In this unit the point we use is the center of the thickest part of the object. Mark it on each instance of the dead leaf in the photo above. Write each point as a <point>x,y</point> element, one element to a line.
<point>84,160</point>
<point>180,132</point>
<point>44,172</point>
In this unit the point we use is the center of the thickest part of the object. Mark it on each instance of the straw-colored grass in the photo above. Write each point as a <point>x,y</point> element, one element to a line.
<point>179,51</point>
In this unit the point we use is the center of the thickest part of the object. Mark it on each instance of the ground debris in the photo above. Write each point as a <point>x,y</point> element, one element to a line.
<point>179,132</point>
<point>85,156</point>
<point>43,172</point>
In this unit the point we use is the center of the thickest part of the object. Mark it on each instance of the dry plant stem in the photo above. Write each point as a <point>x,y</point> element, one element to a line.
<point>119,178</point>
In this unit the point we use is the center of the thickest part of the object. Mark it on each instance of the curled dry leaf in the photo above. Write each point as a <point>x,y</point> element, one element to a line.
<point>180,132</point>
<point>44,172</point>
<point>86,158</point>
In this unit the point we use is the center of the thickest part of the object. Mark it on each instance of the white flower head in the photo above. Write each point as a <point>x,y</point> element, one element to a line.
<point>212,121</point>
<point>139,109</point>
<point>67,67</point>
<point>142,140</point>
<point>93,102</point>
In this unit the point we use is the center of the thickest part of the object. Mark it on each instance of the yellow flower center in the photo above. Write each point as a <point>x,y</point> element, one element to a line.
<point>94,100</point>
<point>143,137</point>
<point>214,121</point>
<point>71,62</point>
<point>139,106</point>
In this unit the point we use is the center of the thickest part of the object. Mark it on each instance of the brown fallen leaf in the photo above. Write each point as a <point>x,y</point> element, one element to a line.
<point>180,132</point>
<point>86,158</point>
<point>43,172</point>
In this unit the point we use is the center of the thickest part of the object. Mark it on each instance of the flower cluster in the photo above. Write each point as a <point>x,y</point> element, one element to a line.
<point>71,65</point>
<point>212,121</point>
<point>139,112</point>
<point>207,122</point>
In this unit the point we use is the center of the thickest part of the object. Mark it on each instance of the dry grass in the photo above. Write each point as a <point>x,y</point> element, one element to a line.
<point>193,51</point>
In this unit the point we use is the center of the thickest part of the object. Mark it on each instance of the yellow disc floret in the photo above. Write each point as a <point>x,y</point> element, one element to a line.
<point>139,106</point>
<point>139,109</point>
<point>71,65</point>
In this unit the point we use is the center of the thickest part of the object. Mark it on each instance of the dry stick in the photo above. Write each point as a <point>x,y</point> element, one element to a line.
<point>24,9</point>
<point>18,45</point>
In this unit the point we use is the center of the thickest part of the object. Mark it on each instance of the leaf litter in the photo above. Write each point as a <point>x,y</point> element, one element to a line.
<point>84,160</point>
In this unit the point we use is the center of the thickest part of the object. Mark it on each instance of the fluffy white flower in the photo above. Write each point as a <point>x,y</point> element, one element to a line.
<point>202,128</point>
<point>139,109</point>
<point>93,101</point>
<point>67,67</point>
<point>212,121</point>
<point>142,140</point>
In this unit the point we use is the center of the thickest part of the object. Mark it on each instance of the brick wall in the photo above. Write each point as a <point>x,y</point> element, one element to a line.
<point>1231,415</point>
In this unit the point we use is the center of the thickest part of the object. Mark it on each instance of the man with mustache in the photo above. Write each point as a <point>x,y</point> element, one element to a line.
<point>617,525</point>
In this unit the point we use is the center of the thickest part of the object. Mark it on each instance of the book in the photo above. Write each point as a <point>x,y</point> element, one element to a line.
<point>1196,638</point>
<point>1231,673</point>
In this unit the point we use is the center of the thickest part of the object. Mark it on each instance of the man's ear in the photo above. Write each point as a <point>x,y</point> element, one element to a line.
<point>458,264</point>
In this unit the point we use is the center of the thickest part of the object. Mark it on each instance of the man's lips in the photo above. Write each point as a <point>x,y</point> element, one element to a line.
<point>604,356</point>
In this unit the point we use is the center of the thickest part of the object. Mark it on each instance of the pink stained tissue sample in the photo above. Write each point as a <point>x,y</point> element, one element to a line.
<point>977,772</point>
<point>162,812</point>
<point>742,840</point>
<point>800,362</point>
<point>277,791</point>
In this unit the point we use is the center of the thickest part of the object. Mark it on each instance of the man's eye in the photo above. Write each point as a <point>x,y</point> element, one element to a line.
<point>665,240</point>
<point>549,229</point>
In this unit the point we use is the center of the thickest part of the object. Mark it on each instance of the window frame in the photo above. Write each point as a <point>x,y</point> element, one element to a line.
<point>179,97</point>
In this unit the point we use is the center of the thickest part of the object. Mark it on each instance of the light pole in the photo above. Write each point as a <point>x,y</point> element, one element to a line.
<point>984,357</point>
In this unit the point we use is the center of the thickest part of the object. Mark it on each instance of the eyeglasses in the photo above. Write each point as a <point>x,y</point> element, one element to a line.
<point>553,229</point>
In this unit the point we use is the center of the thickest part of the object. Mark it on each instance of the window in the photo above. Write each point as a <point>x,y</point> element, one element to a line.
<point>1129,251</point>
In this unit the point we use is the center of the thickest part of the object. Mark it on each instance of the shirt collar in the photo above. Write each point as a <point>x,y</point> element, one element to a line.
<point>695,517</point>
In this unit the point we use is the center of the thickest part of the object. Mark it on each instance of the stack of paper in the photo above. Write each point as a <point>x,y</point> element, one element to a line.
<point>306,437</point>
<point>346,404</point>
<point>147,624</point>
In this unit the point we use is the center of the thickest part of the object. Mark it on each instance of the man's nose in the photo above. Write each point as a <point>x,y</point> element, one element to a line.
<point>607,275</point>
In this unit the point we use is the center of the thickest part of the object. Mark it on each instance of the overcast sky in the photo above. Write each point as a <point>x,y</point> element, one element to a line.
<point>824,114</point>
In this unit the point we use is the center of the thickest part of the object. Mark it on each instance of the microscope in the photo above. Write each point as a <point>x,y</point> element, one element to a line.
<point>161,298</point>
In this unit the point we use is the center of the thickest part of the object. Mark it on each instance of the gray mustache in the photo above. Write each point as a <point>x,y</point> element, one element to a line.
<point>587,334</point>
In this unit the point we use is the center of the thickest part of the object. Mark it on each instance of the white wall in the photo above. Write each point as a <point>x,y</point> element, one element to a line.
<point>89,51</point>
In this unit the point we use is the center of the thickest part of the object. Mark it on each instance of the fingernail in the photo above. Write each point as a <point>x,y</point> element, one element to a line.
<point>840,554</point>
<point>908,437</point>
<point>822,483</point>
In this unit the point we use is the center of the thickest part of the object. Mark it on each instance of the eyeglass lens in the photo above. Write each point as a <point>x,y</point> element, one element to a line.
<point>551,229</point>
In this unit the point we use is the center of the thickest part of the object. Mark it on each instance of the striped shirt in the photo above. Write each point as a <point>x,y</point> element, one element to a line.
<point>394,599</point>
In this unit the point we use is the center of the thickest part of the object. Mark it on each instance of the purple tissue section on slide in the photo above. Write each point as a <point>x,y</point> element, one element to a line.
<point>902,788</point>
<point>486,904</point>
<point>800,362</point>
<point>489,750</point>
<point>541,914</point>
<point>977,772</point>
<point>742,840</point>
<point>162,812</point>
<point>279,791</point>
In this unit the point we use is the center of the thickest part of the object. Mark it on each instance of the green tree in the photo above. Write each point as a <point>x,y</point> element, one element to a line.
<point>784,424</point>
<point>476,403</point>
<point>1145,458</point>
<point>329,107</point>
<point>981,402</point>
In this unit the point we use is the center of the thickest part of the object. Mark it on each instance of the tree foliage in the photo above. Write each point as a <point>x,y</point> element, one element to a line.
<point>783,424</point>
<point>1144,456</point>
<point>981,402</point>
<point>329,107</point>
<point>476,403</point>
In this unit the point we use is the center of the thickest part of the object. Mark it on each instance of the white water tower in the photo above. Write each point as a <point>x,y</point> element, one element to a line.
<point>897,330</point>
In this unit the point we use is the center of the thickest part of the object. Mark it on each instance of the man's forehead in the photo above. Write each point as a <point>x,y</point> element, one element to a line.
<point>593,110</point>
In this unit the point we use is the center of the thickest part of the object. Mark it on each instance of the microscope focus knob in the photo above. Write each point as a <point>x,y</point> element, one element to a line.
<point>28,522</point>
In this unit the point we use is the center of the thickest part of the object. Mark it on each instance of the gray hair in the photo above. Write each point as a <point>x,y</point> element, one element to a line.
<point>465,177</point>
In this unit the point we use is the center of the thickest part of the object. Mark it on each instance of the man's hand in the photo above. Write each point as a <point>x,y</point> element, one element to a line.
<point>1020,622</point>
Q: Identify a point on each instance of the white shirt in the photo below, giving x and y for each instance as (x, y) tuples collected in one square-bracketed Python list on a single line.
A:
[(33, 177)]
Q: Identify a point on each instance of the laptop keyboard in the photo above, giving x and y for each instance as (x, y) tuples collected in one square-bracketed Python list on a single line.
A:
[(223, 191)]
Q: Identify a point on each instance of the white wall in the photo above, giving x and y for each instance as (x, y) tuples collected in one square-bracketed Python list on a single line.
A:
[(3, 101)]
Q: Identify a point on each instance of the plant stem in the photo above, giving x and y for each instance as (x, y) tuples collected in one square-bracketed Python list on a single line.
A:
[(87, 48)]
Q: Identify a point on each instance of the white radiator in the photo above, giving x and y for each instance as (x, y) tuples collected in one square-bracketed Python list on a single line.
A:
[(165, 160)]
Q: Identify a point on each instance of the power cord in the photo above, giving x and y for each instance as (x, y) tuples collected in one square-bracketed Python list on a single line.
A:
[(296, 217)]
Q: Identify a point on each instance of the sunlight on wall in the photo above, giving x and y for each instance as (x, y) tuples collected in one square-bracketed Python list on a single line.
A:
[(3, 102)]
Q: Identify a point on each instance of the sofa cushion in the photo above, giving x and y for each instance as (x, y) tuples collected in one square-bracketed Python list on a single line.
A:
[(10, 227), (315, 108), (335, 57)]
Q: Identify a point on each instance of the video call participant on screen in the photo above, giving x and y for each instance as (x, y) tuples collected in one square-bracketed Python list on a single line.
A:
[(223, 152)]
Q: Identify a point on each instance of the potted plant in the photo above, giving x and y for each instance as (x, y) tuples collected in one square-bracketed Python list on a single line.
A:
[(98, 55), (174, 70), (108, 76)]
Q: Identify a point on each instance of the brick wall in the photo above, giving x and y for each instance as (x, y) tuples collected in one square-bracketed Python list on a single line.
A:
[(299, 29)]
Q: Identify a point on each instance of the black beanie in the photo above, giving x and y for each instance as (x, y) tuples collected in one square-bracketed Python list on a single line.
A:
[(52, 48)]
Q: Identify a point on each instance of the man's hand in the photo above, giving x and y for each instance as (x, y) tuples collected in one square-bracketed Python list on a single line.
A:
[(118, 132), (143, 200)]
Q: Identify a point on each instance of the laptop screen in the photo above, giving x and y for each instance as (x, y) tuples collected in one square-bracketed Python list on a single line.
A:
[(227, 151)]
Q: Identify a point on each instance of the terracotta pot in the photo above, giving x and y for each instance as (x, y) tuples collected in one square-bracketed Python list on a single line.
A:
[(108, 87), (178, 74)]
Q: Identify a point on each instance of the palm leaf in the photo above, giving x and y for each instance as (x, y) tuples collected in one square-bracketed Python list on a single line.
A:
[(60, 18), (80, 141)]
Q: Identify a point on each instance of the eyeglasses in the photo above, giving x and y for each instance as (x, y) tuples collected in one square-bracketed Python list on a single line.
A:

- What is needed
Only the lines holding the string "laptop" are needed; copy each of them from the material above.

- Output
Q: Identify a point on each instance of the laptop keyboard in the photo above, giving x and y for each instance as (x, y) tuples collected in one square-bracketed Python list on a single line.
Q: Identify a point on each instance of the laptop screen in the photo above, giving x and y for each instance as (x, y) tuples collected in one square-bracketed Python list on a single line.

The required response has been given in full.